> **Short problem**
Reproduce every line below word for word, leaving the pictures out of your answer.

> **Supplied entries**
+++
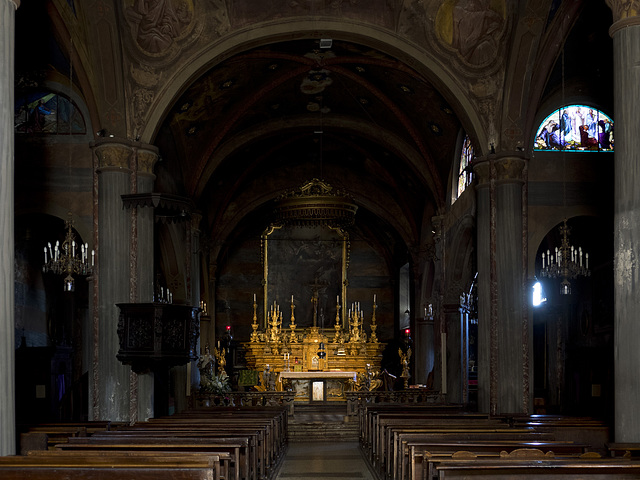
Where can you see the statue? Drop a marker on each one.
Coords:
(220, 358)
(206, 366)
(404, 360)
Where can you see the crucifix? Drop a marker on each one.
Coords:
(314, 298)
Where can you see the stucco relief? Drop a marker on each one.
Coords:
(472, 28)
(378, 12)
(156, 24)
(162, 34)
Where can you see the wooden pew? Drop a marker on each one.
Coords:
(421, 453)
(547, 469)
(263, 449)
(398, 456)
(623, 449)
(587, 430)
(46, 435)
(229, 450)
(249, 464)
(219, 461)
(111, 467)
(433, 460)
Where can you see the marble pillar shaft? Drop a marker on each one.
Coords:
(424, 348)
(144, 162)
(457, 354)
(113, 267)
(626, 54)
(502, 353)
(481, 170)
(7, 246)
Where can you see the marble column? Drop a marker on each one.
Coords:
(503, 329)
(625, 32)
(142, 242)
(110, 394)
(424, 348)
(194, 230)
(7, 247)
(457, 356)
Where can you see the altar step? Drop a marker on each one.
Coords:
(322, 423)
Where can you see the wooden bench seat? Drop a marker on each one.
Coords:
(248, 457)
(579, 469)
(111, 467)
(397, 449)
(167, 446)
(435, 457)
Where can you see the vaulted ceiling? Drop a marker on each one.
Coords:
(269, 119)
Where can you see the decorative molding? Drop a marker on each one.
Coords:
(113, 155)
(509, 169)
(624, 9)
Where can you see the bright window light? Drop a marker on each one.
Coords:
(538, 295)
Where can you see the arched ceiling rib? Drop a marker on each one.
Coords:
(273, 117)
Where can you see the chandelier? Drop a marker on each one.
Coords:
(566, 262)
(316, 203)
(63, 259)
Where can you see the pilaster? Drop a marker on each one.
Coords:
(625, 32)
(503, 329)
(7, 246)
(111, 380)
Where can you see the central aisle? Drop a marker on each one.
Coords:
(310, 460)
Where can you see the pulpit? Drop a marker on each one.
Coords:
(155, 337)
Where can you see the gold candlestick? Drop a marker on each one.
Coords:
(292, 336)
(374, 336)
(254, 335)
(338, 326)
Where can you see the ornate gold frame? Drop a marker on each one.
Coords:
(343, 235)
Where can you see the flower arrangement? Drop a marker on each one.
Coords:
(218, 384)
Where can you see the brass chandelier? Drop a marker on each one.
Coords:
(61, 259)
(566, 262)
(316, 203)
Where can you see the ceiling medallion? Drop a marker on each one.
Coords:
(316, 203)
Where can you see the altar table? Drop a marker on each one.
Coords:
(318, 386)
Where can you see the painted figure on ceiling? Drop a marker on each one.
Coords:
(157, 23)
(472, 27)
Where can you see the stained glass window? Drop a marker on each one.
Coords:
(49, 113)
(576, 127)
(464, 173)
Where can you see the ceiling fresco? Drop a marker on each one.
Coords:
(270, 118)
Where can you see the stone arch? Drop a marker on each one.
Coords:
(425, 63)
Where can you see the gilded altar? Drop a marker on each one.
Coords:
(306, 253)
(339, 359)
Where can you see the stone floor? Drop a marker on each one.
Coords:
(319, 460)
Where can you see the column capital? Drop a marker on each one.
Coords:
(482, 171)
(509, 169)
(113, 154)
(147, 156)
(196, 218)
(625, 13)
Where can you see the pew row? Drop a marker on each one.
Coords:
(109, 467)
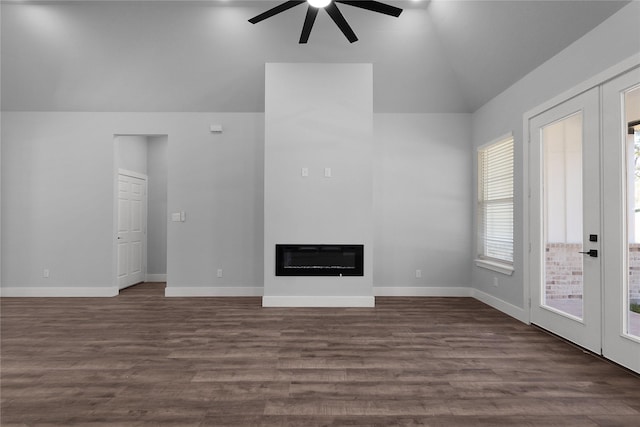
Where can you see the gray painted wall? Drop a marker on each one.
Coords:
(58, 191)
(422, 199)
(131, 153)
(613, 41)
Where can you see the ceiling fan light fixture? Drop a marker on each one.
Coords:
(319, 3)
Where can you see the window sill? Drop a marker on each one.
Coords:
(499, 267)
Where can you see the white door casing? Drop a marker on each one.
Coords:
(132, 228)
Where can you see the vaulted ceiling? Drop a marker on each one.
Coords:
(439, 56)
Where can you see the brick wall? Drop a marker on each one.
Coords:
(564, 271)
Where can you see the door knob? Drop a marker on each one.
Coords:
(592, 253)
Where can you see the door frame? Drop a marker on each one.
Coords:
(595, 81)
(145, 178)
(586, 330)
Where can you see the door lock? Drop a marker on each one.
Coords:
(591, 252)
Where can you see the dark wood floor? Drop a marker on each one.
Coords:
(141, 359)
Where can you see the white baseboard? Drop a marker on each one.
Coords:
(156, 278)
(318, 301)
(207, 291)
(422, 291)
(58, 292)
(507, 308)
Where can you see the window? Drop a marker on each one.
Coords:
(495, 205)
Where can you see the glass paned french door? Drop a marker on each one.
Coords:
(621, 218)
(584, 219)
(565, 263)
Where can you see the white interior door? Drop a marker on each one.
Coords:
(132, 228)
(565, 261)
(621, 214)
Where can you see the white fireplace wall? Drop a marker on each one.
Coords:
(318, 116)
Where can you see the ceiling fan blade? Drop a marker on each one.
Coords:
(312, 12)
(374, 6)
(337, 17)
(274, 11)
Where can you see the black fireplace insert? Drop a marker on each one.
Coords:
(319, 260)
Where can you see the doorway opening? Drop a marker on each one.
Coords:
(140, 206)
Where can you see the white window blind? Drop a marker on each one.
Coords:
(495, 201)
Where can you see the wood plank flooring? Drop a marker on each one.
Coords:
(140, 359)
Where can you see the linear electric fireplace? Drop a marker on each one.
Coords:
(319, 260)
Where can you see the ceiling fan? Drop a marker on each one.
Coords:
(332, 9)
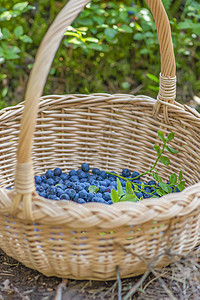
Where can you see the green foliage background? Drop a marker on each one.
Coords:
(111, 47)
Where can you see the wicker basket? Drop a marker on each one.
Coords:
(89, 241)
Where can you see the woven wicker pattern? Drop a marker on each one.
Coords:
(111, 132)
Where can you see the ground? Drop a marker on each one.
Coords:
(180, 280)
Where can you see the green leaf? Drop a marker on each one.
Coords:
(165, 160)
(153, 77)
(165, 187)
(26, 39)
(125, 28)
(18, 31)
(161, 136)
(93, 189)
(6, 33)
(170, 136)
(173, 178)
(20, 6)
(160, 192)
(99, 20)
(157, 148)
(94, 46)
(181, 186)
(171, 150)
(157, 177)
(129, 189)
(142, 186)
(129, 197)
(114, 196)
(85, 22)
(91, 39)
(110, 33)
(180, 177)
(119, 188)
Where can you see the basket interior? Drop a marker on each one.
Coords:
(111, 132)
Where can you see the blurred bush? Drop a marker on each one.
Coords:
(111, 47)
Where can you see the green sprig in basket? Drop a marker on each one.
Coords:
(112, 132)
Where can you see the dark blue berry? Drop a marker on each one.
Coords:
(151, 182)
(64, 176)
(106, 196)
(72, 172)
(38, 180)
(43, 194)
(53, 197)
(74, 178)
(96, 171)
(81, 201)
(65, 197)
(83, 194)
(135, 174)
(139, 195)
(126, 173)
(57, 172)
(85, 167)
(103, 174)
(90, 196)
(50, 181)
(51, 190)
(43, 177)
(49, 174)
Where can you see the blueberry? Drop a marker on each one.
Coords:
(102, 189)
(101, 200)
(43, 177)
(151, 182)
(64, 176)
(61, 186)
(106, 196)
(43, 194)
(50, 181)
(146, 196)
(38, 180)
(83, 194)
(105, 182)
(103, 175)
(78, 188)
(57, 172)
(72, 172)
(82, 175)
(53, 197)
(71, 193)
(74, 178)
(81, 201)
(40, 188)
(96, 171)
(44, 185)
(139, 195)
(85, 167)
(57, 179)
(59, 192)
(49, 174)
(90, 196)
(126, 173)
(65, 197)
(51, 190)
(135, 174)
(83, 180)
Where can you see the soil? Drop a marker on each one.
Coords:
(180, 280)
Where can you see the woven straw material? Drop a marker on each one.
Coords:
(112, 132)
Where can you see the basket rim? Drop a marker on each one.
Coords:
(46, 211)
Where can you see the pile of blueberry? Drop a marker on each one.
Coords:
(75, 185)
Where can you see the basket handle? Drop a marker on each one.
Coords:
(24, 182)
+++
> **Solved exercise**
Where can you see the statue? Drop a marker on each one.
Coords:
(220, 358)
(206, 366)
(404, 360)
Where can you see the crucifix? Drop a marker on each one.
Coords:
(314, 298)
Where can you see the stucco relief? Drop a marker on each one.
Coords:
(472, 28)
(378, 12)
(156, 24)
(162, 34)
Where can you see the wooden pew? Drop a marker on each one.
Coords:
(421, 453)
(547, 469)
(263, 449)
(398, 456)
(623, 449)
(587, 430)
(46, 435)
(229, 450)
(249, 464)
(219, 461)
(111, 467)
(433, 460)
Where can you see the marble pillar shaft? Drop a marker on each one.
Coords:
(424, 348)
(144, 162)
(457, 354)
(113, 267)
(626, 54)
(502, 353)
(481, 170)
(7, 246)
Where can you see the marble column? Drop a marker on each one.
Coords:
(503, 329)
(625, 32)
(142, 242)
(110, 394)
(424, 348)
(194, 230)
(7, 247)
(457, 356)
Where can you see the altar step? Drop a marker on each one.
Coords:
(322, 423)
Where can you see the wooden bench seat? Drop a marker on each one.
Coords:
(248, 457)
(579, 469)
(111, 467)
(397, 449)
(167, 446)
(435, 457)
Where can you see the vaulted ceiling? Drop a marker on each one.
Coords:
(269, 119)
Where can you see the decorative molding? Drop a marker on each one.
Coords:
(113, 155)
(509, 169)
(624, 9)
Where can you see the bright window light? Drop a marker on each one.
Coords:
(538, 295)
Where can you see the arched ceiling rib? Drop a marker on each one.
Coords:
(273, 117)
Where can you see the chandelier? Drop a marker on each one.
Coords:
(566, 262)
(316, 203)
(63, 259)
Where can you see the pilaster? Drop a marker on each one.
Coords:
(625, 32)
(503, 329)
(7, 246)
(111, 380)
Where can you see the central aisle? Drop a marker on each one.
Coords:
(310, 460)
Where can you see the pulpit? Drop a marker on each one.
Coords:
(155, 337)
Where can you see the gold candlestick? Drop a marker on each one.
Coords:
(292, 336)
(374, 336)
(254, 335)
(338, 326)
Where can you see the ornate gold frame? Drop a marker on each one.
Coords:
(343, 235)
Where can you see the flower arrangement? Drop a marker on each one.
Coords:
(218, 384)
Where can you see the brass chandelier? Drop a marker on each one.
Coords:
(61, 259)
(566, 262)
(316, 203)
Where can you see the ceiling medallion? Drop a marker on each one.
Coords:
(316, 203)
Where can you see the altar table? Drop a marker on each one.
Coords:
(318, 386)
Where can you see the painted figure on ceiling? Drop a marker on each one.
Coords:
(157, 23)
(472, 27)
Where can you see the stained glass window? Drop a marker on each one.
Coords:
(49, 113)
(576, 127)
(464, 173)
Where can you see the ceiling fresco? Drop a marker on each one.
Coords:
(270, 118)
Where can you see the stone arch? Drop a marker on each one.
Coords:
(425, 63)
Where can you see the gilded altar? Drop a marker on each one.
Coords:
(306, 253)
(339, 359)
Where can you see the stone floor? Drop a marker on each one.
Coords:
(319, 460)
Where can you see the column capital? Drop a marker on each one.
Coords:
(482, 171)
(509, 169)
(113, 154)
(147, 156)
(196, 218)
(625, 13)
Where can you see the pew row? Drop a marker on each one.
Coords:
(109, 467)
Where can you see the gray painted wall? Drop a marker on each one.
Coords:
(58, 191)
(422, 199)
(131, 153)
(613, 41)
Where can you see the ceiling fan light fixture? Drop a marker on each one.
Coords:
(319, 3)
Where can you see the window sill? Drop a marker on each one.
Coords:
(499, 267)
Where can you see the white door casing? Drop a marker on each one.
Coords:
(132, 228)
Where can you see the vaulted ceiling? Drop a marker on each one.
Coords:
(439, 56)
Where can you see the brick wall? Drop a marker on each one.
Coords:
(564, 271)
Where can you see the door knob? Drop a marker on each one.
Coords:
(592, 253)
Where can you see the door frame? Drop a marker on each one.
Coords:
(595, 81)
(145, 178)
(586, 330)
Where can you see the door lock? Drop a marker on each one.
Coords:
(591, 252)
Where can you see the dark wood floor? Drop a marker on each one.
Coords:
(141, 359)
Where can you see the white baseboard? Drop a marker on each one.
Coords:
(156, 278)
(318, 301)
(207, 291)
(422, 291)
(58, 292)
(507, 308)
Where can you see the window? Drop a marker on each one.
Coords:
(495, 205)
Where can you see the glass paned french door? Drop a marker on each one.
Coords:
(621, 218)
(584, 219)
(565, 263)
Where can you see the white interior door? Drop a marker on each one.
Coords:
(132, 228)
(565, 261)
(621, 214)
Where can you see the white fireplace wall? Drop a marker on each one.
Coords:
(318, 116)
Where can you see the ceiling fan blade? Drop a marker on each one.
Coords:
(312, 12)
(374, 6)
(337, 17)
(274, 11)
Where can you see the black fireplace insert? Drop a marker on each one.
Coords:
(319, 260)
Where can you see the doorway opening? Drop a marker on each one.
Coords:
(140, 206)
Where can you see the white window blind? Drop a marker on each one.
Coords:
(495, 201)
Where can you see the wood plank flooring? Drop a marker on each one.
Coords:
(140, 359)
Where can you see the linear electric fireplace? Drop a marker on each one.
Coords:
(319, 260)
Where can you see the ceiling fan? Drop a marker on each one.
Coords:
(332, 9)
Where can you see the green foliage background? Drop a marker on each one.
Coords:
(111, 47)
Where can you see the wicker basket? Drop a marker on each one.
Coords:
(89, 241)
Where can you see the woven wicker pattern? Drop a marker on each one.
Coords:
(111, 132)
Where can you see the ground? Drop a marker on each one.
Coords:
(180, 280)
Where can you see the green leaf? Drop a marker on each one.
Coords:
(165, 160)
(153, 77)
(165, 187)
(26, 39)
(125, 28)
(18, 31)
(161, 136)
(93, 189)
(6, 33)
(170, 136)
(173, 178)
(20, 6)
(160, 192)
(99, 20)
(157, 148)
(94, 46)
(181, 186)
(171, 150)
(157, 177)
(129, 189)
(142, 186)
(129, 197)
(114, 196)
(85, 22)
(91, 39)
(110, 33)
(180, 177)
(119, 188)
Where can you see the basket interior? Drop a marker on each one.
Coords:
(111, 132)
Where can you see the blurred bush? Drop a marker on each one.
Coords:
(111, 47)
Where can you see the green sprig in basket? Drop a marker on each one.
Coords:
(112, 132)
Where can you see the dark blue berry? Drop a marker on each one.
Coords:
(151, 182)
(64, 176)
(106, 196)
(72, 172)
(38, 180)
(43, 194)
(53, 197)
(74, 178)
(96, 171)
(81, 201)
(65, 197)
(83, 194)
(135, 174)
(139, 195)
(126, 173)
(57, 172)
(85, 167)
(103, 174)
(90, 196)
(50, 181)
(51, 190)
(43, 177)
(49, 174)
Where can you see the blueberry? Drop a marker on each one.
Coords:
(102, 189)
(101, 200)
(43, 177)
(151, 182)
(64, 176)
(61, 186)
(106, 196)
(43, 194)
(50, 181)
(146, 196)
(38, 180)
(83, 194)
(105, 182)
(103, 175)
(78, 188)
(57, 172)
(72, 172)
(82, 175)
(53, 197)
(71, 193)
(74, 178)
(81, 201)
(40, 188)
(96, 171)
(44, 185)
(139, 195)
(85, 167)
(57, 179)
(59, 192)
(49, 174)
(90, 196)
(126, 173)
(65, 197)
(51, 190)
(135, 174)
(83, 180)
Where can you see the soil? Drop a marker on each one.
Coords:
(180, 280)
Where can you see the woven straw material? Drop a marker on each one.
Coords:
(112, 132)
Where can you see the basket rim? Drop a marker on each one.
Coords:
(46, 211)
Where can you see the pile of blueberry? Drop a marker on each one.
Coords:
(75, 185)
Where can you see the basket handle? Drop a marker on each one.
Coords:
(24, 182)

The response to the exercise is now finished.